Exercise directions — Nothing should appear in the answer except the lines from the one containing "hillside, written as integer pixel values." through the end of the listing, repeated exactly.

Recorded data —
☆ ☆ ☆ ☆ ☆ ☆ ☆
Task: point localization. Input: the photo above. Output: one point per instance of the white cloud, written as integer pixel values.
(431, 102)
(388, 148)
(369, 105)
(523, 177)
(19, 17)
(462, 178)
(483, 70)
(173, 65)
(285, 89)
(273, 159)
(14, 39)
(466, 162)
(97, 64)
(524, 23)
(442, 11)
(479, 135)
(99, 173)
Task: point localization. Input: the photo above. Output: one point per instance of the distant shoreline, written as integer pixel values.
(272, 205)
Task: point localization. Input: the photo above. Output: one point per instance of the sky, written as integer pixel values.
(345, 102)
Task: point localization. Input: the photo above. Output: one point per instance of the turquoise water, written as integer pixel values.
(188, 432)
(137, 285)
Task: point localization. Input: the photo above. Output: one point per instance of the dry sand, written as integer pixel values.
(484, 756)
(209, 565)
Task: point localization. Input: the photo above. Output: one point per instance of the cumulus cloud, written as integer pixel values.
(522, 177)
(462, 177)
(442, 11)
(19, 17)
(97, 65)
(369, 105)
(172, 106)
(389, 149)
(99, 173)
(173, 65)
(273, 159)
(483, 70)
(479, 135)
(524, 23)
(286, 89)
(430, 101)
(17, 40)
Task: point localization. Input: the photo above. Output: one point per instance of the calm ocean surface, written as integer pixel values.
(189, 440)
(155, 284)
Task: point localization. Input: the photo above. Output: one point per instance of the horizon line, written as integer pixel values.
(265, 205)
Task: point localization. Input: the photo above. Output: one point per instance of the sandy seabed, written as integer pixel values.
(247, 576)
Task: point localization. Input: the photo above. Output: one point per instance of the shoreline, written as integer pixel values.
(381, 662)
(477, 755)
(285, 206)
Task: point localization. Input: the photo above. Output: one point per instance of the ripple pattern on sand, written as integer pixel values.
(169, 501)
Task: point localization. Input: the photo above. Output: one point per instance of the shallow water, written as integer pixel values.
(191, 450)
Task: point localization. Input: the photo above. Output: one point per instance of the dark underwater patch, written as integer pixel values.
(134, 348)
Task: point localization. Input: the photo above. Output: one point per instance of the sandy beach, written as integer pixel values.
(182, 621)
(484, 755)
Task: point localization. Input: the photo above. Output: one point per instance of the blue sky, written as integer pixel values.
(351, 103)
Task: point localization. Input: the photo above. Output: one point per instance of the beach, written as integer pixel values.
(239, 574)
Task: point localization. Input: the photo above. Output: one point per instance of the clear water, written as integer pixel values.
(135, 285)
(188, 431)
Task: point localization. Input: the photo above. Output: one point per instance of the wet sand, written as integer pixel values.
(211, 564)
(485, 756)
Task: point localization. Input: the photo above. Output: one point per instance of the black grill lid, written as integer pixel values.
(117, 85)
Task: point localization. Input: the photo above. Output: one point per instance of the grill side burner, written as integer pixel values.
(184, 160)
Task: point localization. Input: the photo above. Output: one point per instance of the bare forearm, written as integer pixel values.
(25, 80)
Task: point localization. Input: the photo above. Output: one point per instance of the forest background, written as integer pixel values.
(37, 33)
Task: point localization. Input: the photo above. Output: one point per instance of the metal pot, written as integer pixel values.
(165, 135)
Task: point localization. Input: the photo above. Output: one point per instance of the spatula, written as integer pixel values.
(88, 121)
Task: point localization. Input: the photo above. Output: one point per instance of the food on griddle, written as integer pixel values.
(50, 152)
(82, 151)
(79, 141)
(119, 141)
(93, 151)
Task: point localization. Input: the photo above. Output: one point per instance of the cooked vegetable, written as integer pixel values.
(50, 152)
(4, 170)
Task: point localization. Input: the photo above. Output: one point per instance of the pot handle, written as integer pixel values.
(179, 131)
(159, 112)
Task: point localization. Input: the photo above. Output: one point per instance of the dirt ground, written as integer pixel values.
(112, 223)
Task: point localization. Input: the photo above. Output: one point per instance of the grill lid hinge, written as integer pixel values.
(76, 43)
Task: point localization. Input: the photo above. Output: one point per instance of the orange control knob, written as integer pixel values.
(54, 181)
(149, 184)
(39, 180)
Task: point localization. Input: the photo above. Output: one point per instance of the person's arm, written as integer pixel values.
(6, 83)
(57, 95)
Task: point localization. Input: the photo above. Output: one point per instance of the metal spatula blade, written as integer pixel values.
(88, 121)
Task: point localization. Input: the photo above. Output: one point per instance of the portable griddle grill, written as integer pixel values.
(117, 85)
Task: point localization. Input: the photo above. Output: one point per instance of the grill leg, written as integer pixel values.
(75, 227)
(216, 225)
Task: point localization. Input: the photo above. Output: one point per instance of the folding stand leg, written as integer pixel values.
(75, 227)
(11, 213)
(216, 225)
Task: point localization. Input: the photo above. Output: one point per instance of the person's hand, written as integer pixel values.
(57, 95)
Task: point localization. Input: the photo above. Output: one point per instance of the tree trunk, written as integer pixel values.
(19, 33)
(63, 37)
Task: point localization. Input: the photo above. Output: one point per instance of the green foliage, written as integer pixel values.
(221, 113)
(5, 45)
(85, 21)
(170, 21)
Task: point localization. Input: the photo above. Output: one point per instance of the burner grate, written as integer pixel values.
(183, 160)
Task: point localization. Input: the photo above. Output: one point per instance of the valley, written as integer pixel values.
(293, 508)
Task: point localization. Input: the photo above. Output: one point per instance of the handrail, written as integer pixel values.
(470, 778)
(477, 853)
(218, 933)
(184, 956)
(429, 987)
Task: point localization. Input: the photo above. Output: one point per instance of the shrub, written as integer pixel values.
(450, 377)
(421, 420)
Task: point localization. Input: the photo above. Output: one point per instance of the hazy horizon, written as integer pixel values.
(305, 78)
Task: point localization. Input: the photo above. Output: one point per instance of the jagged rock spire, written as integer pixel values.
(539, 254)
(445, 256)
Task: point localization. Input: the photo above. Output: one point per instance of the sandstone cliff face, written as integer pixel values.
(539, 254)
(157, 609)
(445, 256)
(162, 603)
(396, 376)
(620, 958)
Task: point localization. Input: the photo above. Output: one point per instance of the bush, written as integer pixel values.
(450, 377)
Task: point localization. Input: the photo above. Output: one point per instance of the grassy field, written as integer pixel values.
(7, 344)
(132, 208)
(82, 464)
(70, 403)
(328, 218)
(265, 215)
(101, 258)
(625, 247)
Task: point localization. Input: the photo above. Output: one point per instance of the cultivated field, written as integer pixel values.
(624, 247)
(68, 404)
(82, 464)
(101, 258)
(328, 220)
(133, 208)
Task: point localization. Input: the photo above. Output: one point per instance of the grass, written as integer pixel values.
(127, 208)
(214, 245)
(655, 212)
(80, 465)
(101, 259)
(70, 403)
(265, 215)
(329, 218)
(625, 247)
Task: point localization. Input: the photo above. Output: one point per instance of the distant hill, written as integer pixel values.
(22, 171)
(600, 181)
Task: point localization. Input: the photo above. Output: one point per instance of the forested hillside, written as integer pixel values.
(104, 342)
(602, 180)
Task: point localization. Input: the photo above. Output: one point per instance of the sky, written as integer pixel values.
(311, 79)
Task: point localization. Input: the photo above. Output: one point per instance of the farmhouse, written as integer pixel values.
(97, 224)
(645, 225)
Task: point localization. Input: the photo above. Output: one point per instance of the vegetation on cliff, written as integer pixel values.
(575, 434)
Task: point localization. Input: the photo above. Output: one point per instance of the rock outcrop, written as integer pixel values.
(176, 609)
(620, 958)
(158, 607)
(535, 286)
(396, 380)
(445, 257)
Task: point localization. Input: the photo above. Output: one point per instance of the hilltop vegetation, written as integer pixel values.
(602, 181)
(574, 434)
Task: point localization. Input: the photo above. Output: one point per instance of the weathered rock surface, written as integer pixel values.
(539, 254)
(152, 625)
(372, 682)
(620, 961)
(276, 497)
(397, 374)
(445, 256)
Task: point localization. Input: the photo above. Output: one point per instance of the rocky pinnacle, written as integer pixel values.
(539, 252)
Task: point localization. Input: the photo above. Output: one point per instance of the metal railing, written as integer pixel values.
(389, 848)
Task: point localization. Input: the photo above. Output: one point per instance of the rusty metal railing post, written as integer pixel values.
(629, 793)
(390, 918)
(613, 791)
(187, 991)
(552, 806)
☆ ☆ ☆ ☆ ☆ ☆ ☆
Task answer —
Task: point localization. Input: the photo above. Output: one point per instance of the forested hillside, written as integer pixel values.
(104, 342)
(602, 180)
Task: point localization. Input: the photo above. Output: one point per instance of the sky, written as integer pixel values.
(311, 79)
Task: point localization. Input: the photo above. Output: one point per instance of the farmhouse, written as integer pixel values.
(97, 224)
(645, 225)
Task: point localization. Input: the photo above. Output: one point per instance of the vegetation on cliff, written as integer pixel values.
(575, 434)
Task: point localization. Input: the photo above. Output: one point per instance of the rock outcrop, written as integer pixel values.
(176, 609)
(620, 958)
(158, 607)
(535, 286)
(396, 380)
(445, 257)
Task: point localization. Input: the photo above. Output: one point per instance of the hilltop vegetation, written as integer pixel values.
(602, 181)
(574, 434)
Task: point localization. Input: the photo above. Output: one point per instance of the weathered rock surface, written as integer pixel values.
(539, 254)
(152, 625)
(372, 682)
(620, 961)
(276, 497)
(397, 374)
(445, 256)
Task: point localization. Input: the photo above. Output: one point per instance of the rocky pinnacle, written as integer pixel values.
(539, 252)
Task: point localization. Input: the photo above. Output: one point per instance of the metal railing, written as integer pixel values.
(389, 848)
Task: point localization. Input: the photo above. Output: one point per instance of the rusty metal railing post, written as integer pixel values.
(629, 793)
(390, 918)
(613, 791)
(187, 991)
(552, 806)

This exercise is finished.